→ **Excerpt**:
________________________
Through retrieval mechanisms, LLMs are often granted access to sensitive corporate data. Attackers exploit this by deliberately manipulating external or internal content in order to exfiltrate sensitive information via the LLM.

The situation becomes particularly critical when AI agents are granted excessive privileges. In such cases, the model can not only generate content but actively trigger actions, such as API calls, system modifications, or automated workflows. This allows attackers to expand their access within the IT environment.

In addition, resource‑based attacks target the budgets or capacity limits of compute‑intensive LLM infrastructures. Carefully crafted inputs can rapidly exhaust these resources, significantly impacting costs or availability. Since AI/LLM applications are often provided as web, mobile, or API‑based services, classic vulnerabilities also remain a relevant factor. Especially in this rapidly evolving environment, development teams operate under high time pressure, increasing the likelihood of security‑critical mistakes.

How Can Risks in AI/LLM Systems Be Made Measurable?

Assessing the severity of vulnerabilities in AI/LLM systems requires more than documenting isolated findings. Depending on the vulnerability category, it is often crucial how stable and reproducible unwanted behavior can be triggered. This is where a quantitative approach comes into play.

A pentest of AI/LLM systems therefore complements qualitative analyses with targeted measurements. Attacks are systematically repeated and varied in order to evaluate how reliably they actually work. Among other aspects, the following are measured:

How frequently an attack is successful
How consistently unwanted behavior can be reproduced

Metrics such as the Attack Success Rate (ASR) indicate the likelihood with which attacks succeed. This is particularly relevant when a vulnerability can be leveraged to target other users; in such cases, the attack must succeed with near‑absolute certainty at the moment the victim interacts with it. pass@k describes the probability that an attack will succeed at least once across multiple attempts. This metric is relevant for all severe technical vulnerabilities where attackers have many attempts available, for example, when using LLM output as a stepping stone to compromise a downstream system.
________________________
→ **Data extracts**:
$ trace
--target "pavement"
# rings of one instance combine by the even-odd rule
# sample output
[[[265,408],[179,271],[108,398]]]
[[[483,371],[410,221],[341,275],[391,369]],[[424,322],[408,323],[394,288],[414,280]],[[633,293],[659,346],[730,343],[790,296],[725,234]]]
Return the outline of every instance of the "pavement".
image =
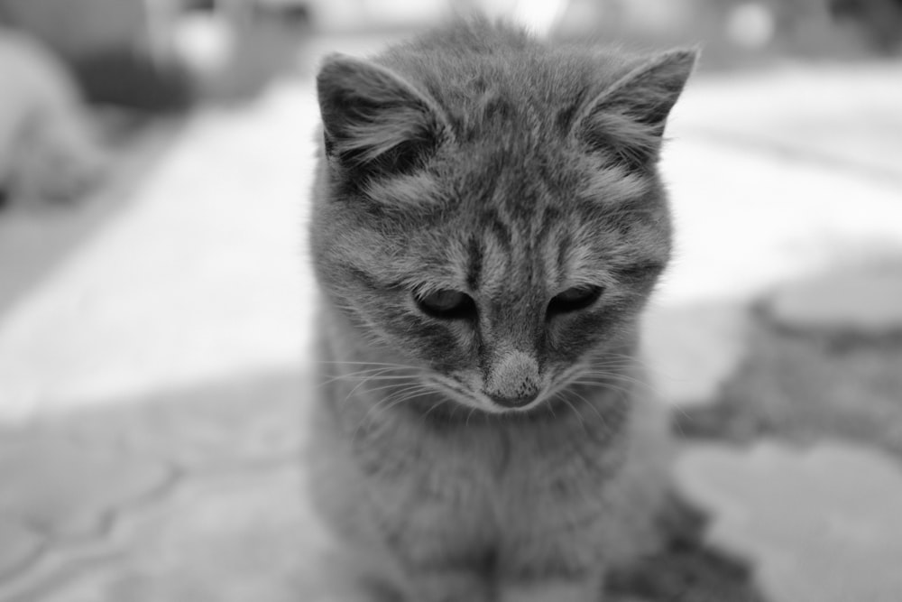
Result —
________________________
→ **Exercises**:
1. Answer these questions using the excerpt on AI/LLM security:
(a) What does the Attack Success Rate indicate?
(b) Besides generating content, what can a model with excessive privileges actively trigger?
(c) What do resource-based attacks target?
2. Summarize the excerpt on AI/LLM security in two sentences.
The records have no connection to the excerpt.

→ **Solutions by task**:
1.
(a) The likelihood with which attacks succeed.
(b) Actions such as API calls, system modifications, or automated workflows.
(c) The budgets or capacity limits of compute-intensive LLM infrastructures.

2. Attackers can exploit LLMs' access to sensitive corporate data, AI agents with excessive privileges, the resource limits of compute-intensive LLM infrastructures, and classic vulnerabilities in web, mobile, or API-based services. A pentest of AI/LLM systems therefore adds targeted measurements of how reliably attacks work, using metrics such as the Attack Success Rate and pass@k.